The records that follow are to be transcribed exactly.

*** Opening Records for processing ***

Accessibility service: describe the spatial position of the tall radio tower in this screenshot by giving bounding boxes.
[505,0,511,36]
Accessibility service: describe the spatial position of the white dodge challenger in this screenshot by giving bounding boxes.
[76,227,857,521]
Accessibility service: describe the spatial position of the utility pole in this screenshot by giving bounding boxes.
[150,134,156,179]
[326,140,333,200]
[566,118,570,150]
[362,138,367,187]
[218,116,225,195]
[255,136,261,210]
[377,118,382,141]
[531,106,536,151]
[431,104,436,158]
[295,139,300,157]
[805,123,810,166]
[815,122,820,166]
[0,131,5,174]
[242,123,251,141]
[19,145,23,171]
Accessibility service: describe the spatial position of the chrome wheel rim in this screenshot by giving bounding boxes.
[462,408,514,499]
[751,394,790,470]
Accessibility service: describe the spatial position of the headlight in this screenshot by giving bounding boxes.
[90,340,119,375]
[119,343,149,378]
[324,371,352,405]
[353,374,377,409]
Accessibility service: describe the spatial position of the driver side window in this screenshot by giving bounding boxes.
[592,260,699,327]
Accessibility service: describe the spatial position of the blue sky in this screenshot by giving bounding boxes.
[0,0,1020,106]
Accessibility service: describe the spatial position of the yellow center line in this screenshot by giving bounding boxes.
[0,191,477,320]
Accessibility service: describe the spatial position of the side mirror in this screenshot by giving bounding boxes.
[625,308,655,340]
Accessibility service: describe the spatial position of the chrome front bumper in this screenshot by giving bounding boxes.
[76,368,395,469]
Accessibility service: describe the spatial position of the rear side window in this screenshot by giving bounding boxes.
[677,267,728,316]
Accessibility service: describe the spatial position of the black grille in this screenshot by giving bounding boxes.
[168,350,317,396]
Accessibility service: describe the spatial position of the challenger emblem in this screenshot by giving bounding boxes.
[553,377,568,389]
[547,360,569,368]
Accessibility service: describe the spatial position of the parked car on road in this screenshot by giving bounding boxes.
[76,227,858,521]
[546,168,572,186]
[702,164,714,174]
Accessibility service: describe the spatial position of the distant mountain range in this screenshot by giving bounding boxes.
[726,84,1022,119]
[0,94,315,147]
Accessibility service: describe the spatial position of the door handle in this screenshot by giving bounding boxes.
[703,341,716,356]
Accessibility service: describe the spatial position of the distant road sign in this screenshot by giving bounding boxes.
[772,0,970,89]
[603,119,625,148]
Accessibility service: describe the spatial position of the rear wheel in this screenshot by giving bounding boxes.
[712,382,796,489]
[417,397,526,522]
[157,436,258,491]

*** Closing Records for processing ***

**Finished exercise:**
Accessibility service: describe the spatial position of the tall radio tower in this screenshot by giving bounding boxes.
[505,0,511,36]
Accessibility service: describe the spatial position of the white dodge challenger in this screenshot by giving bounding boxes.
[76,227,857,521]
Accessibility service: describe the spatial position of the utility pole in this screenshot by giving bounding boxes.
[150,134,156,179]
[326,140,333,200]
[566,118,570,150]
[362,138,367,187]
[218,116,225,195]
[255,136,261,210]
[377,118,382,141]
[531,106,536,151]
[431,104,436,158]
[295,139,300,157]
[805,123,810,166]
[815,122,820,166]
[0,131,5,174]
[242,123,251,141]
[19,145,23,171]
Accessibility service: describe the spatial position of the chrome wheel rim in this screenshot by giving bounding boxes.
[462,408,514,499]
[751,394,790,470]
Accessibility service: describe the spatial position of the headlight in this screenshot by giving bounding boxes.
[90,340,119,375]
[119,343,149,378]
[324,371,352,405]
[353,374,377,409]
Accessibility service: describe the spatial position of the driver side window in this screenshot by giving bounding boxes.
[592,260,699,327]
Accessibility service: describe the spatial position of the blue sky in this screenshot by giving bounding boxes.
[0,0,1020,106]
Accessibility service: describe the spatial position of the yellow center line in this screenshot by giving bounding boxes.
[0,191,477,320]
Accessibility service: describe the spatial position of the side mirror in this screenshot by giving bounding boxes.
[625,308,655,340]
Accessibility service: describe the spatial position of the chrome front bumper in this screenshot by giving bounding boxes.
[76,368,395,469]
Accessibility service: describe the spatial position of the rear side window in this screenshot by giving bounding boxes.
[677,267,728,316]
Accessibility service: describe the spatial position of the black grille in this screenshot by giving bounding boxes.
[168,350,317,396]
Accessibility service: describe the spatial position of the challenger emblem in this screenshot by giving bounding boxes.
[553,377,568,389]
[547,360,569,368]
Accessibility service: describe the spatial position of the parked car on road in this screenshot by giving bounding boxes.
[76,227,858,521]
[546,168,572,186]
[702,164,714,174]
Accessibility service: describe the spatial position of the distant mountain range in this screenshot by giving bounding boxes.
[726,84,1022,119]
[0,94,315,147]
Accessibility service: describe the spatial position of the door handle in this screenshot by giving bounding boxes.
[703,341,716,356]
Accessibility service: describe the spatial position of the distant road sign in this screenshot by giving bounding boxes.
[772,0,970,89]
[603,119,625,148]
Accessibility service: describe the spatial position of the rear wheel in this screenshot by giving bounding boxes.
[712,382,796,489]
[417,397,526,522]
[157,436,258,491]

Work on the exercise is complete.